─── Stored data

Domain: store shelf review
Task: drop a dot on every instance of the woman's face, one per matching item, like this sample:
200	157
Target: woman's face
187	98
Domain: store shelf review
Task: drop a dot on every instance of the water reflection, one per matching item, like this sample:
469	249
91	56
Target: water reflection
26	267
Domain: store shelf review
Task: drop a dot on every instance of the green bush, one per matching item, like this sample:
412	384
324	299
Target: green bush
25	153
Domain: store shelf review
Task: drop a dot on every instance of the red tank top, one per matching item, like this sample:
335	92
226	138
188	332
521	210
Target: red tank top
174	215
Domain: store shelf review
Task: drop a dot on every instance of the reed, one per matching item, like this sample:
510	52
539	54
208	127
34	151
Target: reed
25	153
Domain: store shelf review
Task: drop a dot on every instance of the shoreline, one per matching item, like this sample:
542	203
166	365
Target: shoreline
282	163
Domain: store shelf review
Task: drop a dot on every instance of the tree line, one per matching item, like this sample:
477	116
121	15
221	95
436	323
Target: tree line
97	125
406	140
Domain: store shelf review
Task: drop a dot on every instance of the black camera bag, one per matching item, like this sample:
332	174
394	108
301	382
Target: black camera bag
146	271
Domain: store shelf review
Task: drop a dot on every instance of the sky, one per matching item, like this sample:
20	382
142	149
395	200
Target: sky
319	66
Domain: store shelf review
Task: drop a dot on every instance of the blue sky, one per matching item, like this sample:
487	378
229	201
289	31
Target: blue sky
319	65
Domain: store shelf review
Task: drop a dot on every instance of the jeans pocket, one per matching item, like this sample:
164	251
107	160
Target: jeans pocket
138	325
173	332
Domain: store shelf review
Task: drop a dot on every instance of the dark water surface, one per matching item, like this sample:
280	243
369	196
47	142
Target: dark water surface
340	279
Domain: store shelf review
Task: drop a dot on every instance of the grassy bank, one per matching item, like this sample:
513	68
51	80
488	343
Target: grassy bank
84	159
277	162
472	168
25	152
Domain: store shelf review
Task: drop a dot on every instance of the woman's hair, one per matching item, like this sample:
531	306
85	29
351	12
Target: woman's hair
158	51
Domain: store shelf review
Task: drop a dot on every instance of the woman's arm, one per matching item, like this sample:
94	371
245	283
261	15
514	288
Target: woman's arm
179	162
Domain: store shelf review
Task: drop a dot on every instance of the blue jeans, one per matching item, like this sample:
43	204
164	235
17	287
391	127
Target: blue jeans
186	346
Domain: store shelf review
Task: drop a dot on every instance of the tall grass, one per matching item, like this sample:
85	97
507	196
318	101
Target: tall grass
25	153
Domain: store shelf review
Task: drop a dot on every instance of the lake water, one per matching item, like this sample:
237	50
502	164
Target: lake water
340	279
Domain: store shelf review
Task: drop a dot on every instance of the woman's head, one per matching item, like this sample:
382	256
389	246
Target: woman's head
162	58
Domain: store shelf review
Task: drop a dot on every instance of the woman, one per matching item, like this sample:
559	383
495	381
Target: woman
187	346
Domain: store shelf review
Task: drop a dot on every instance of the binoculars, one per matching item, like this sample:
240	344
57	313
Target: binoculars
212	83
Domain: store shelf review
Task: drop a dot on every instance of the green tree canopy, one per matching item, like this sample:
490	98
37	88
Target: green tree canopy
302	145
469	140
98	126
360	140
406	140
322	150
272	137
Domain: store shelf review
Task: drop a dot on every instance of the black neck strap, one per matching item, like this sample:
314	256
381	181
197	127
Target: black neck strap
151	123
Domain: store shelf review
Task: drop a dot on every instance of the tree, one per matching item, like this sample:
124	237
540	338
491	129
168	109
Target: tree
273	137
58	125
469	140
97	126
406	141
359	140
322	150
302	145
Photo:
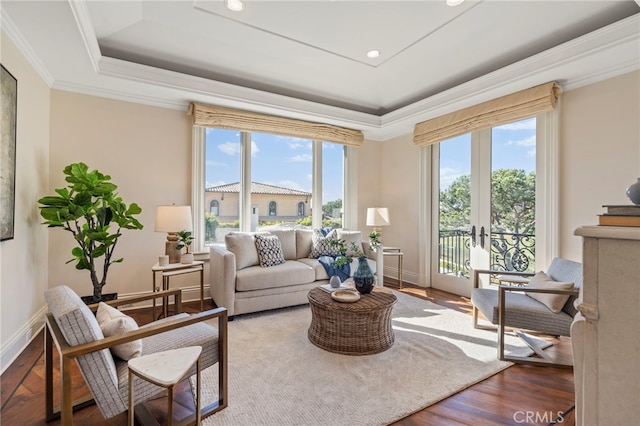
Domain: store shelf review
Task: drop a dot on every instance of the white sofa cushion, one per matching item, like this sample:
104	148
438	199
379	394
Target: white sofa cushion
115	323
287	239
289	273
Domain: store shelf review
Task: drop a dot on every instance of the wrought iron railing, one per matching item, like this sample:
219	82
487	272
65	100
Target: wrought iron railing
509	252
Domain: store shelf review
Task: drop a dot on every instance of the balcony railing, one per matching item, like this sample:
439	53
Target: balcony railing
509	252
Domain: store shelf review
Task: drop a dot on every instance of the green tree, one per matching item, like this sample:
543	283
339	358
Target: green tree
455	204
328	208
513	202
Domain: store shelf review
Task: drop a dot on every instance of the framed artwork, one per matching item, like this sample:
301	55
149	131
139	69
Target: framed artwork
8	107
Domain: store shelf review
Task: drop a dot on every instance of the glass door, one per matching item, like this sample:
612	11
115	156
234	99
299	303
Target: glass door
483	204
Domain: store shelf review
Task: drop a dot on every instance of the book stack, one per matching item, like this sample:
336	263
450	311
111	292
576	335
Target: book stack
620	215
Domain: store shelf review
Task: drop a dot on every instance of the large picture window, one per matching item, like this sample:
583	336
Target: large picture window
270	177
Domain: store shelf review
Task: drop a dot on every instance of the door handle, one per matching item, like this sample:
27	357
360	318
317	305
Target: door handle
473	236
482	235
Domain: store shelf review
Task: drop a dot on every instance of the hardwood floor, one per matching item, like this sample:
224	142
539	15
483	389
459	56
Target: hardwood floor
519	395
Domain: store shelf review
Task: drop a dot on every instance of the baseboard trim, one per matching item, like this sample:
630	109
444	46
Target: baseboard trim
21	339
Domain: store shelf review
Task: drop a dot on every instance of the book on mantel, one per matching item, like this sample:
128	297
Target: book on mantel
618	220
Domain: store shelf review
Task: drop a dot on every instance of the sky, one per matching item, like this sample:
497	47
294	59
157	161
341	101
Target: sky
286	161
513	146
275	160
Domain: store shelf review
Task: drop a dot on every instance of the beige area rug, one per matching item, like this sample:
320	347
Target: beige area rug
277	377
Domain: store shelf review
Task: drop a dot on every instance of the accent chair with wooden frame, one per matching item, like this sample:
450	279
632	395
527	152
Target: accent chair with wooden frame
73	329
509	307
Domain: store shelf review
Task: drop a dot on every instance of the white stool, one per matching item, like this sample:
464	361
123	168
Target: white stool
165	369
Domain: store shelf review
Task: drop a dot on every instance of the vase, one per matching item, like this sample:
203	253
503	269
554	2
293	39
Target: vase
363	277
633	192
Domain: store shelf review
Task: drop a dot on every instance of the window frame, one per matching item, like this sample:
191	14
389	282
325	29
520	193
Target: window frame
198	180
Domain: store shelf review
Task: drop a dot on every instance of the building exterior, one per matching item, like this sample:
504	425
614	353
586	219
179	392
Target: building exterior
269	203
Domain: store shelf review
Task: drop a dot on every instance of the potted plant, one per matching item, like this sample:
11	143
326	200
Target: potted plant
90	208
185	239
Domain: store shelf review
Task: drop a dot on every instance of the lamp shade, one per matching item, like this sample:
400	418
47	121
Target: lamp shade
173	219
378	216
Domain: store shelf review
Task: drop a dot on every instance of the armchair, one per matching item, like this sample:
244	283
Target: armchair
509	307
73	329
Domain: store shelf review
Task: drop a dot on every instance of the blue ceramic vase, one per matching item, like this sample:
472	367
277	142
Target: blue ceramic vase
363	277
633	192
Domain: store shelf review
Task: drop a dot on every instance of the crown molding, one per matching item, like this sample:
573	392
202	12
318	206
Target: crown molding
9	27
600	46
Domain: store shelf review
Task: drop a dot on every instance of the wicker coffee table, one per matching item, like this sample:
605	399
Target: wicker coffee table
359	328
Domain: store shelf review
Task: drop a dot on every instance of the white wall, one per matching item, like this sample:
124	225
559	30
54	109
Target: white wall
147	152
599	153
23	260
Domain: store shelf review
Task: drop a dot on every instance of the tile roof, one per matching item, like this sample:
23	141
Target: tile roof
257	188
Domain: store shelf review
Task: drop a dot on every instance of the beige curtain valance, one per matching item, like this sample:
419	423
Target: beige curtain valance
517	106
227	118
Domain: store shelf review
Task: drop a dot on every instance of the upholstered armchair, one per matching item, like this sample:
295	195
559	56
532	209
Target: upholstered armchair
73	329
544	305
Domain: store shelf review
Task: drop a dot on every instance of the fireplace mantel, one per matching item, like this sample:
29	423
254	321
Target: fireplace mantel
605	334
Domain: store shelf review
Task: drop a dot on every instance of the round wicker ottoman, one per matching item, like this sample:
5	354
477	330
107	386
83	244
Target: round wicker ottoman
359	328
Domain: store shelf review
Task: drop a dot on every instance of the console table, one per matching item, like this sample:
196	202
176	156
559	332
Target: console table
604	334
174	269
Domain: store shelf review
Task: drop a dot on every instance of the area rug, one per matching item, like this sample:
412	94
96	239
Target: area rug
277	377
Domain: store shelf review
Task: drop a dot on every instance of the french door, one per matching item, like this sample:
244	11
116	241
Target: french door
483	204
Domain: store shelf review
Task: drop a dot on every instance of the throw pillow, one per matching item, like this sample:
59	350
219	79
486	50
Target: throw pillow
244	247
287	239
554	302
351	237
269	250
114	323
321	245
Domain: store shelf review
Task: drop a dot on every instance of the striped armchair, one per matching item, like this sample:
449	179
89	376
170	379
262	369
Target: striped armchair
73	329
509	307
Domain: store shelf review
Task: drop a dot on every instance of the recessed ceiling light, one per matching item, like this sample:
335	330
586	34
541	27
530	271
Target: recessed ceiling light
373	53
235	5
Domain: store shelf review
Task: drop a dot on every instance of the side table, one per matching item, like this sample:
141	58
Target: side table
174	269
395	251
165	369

──────
─── Stored data

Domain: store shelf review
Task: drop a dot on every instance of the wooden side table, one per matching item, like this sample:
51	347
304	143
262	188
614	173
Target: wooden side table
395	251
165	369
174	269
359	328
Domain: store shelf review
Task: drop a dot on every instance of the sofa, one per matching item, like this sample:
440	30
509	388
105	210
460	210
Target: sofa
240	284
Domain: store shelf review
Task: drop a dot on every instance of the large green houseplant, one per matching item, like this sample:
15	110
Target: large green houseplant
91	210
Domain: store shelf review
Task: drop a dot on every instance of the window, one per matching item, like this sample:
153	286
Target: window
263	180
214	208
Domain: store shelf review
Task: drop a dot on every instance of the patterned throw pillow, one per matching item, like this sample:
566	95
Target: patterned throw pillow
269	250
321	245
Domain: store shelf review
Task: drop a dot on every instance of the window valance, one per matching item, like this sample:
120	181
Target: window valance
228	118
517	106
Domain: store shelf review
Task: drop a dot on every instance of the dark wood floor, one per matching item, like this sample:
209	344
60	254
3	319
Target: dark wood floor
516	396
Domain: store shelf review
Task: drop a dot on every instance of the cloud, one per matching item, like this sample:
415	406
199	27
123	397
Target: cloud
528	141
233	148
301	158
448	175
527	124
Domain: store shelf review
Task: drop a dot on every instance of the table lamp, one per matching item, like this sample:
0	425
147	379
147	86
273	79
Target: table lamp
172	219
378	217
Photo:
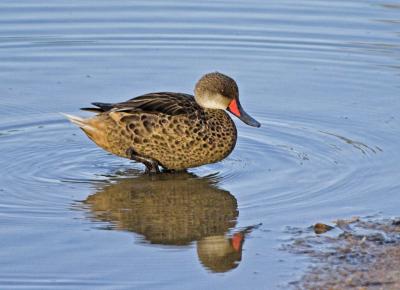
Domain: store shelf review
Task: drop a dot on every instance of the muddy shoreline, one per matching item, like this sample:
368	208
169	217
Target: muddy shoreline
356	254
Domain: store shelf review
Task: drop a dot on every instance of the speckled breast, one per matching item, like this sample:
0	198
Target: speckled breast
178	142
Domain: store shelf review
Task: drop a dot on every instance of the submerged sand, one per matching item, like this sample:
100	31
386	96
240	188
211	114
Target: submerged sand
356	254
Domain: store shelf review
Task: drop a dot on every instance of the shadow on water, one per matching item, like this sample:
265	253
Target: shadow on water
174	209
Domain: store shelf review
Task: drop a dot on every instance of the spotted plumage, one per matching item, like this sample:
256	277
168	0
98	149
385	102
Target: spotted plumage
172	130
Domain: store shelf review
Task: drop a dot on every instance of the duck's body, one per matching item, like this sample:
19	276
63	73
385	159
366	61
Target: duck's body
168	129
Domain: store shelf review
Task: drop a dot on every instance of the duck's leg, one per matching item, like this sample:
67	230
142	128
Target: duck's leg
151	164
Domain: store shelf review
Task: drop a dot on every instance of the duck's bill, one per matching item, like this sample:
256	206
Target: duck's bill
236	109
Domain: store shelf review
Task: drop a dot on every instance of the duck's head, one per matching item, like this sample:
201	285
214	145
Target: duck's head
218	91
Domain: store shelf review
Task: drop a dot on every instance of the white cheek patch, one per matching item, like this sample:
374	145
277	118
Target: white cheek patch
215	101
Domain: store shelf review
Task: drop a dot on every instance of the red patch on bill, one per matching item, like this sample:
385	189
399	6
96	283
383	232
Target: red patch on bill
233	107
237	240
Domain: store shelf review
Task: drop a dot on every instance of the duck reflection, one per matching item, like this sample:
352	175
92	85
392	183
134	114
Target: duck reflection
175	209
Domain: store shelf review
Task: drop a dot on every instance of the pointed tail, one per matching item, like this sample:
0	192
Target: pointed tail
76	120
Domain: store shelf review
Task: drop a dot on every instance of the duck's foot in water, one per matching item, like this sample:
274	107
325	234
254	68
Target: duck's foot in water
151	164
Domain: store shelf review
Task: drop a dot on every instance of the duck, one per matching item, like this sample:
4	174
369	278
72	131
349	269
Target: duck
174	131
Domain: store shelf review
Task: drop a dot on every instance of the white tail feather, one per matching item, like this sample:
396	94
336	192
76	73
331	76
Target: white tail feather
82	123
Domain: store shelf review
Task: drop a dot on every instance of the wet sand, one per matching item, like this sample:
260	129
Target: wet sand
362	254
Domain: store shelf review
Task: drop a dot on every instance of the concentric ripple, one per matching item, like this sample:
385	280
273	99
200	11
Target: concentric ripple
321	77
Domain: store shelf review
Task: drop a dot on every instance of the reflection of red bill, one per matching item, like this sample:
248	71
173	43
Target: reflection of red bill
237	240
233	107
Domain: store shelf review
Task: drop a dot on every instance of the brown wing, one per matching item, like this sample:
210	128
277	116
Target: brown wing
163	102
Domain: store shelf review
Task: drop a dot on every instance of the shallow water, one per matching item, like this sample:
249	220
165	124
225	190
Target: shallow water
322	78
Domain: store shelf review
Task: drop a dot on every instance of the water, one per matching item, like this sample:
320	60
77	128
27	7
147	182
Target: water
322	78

──────
─── Stored data

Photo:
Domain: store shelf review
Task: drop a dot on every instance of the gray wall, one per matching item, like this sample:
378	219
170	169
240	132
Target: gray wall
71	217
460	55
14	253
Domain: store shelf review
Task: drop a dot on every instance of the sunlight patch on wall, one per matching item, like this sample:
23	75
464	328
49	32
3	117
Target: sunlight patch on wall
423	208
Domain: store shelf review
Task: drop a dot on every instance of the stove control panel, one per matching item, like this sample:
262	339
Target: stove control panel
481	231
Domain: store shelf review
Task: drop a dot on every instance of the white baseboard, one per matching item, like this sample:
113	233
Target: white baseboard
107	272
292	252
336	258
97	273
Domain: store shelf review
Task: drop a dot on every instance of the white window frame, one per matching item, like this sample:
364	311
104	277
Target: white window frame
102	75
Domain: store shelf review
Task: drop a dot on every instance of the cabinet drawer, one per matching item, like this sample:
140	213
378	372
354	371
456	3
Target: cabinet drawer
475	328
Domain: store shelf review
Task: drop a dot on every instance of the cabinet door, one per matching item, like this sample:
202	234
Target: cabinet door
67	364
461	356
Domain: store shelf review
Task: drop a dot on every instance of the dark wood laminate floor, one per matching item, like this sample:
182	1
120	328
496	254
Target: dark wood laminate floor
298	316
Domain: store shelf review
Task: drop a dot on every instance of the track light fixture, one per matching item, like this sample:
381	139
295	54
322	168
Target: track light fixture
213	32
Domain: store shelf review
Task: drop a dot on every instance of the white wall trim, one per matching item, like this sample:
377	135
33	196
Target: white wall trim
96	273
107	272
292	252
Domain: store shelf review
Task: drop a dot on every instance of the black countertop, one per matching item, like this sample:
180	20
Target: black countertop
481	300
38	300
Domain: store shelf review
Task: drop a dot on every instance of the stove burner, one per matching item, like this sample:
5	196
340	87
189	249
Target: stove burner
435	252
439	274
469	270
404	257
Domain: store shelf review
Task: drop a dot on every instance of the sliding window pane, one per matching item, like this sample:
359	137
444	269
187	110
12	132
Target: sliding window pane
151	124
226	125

──────

- **Work to be completed**:
Using the records above, set down exactly the lines from the one with "Task: drop a dot on every instance of the wooden" through the one with "Task: drop a dot on every instance of the sofa, one", inclusive, and nothing more.

- **Your response**:
Task: drop a dot on every instance of the wooden side table, one per matching item, like this sample:
51	347
304	143
262	188
614	173
Target: wooden side table
395	251
165	369
174	269
359	328
Domain: store shelf review
Task: drop a dot on every instance of the sofa, one per matching item, like this sample:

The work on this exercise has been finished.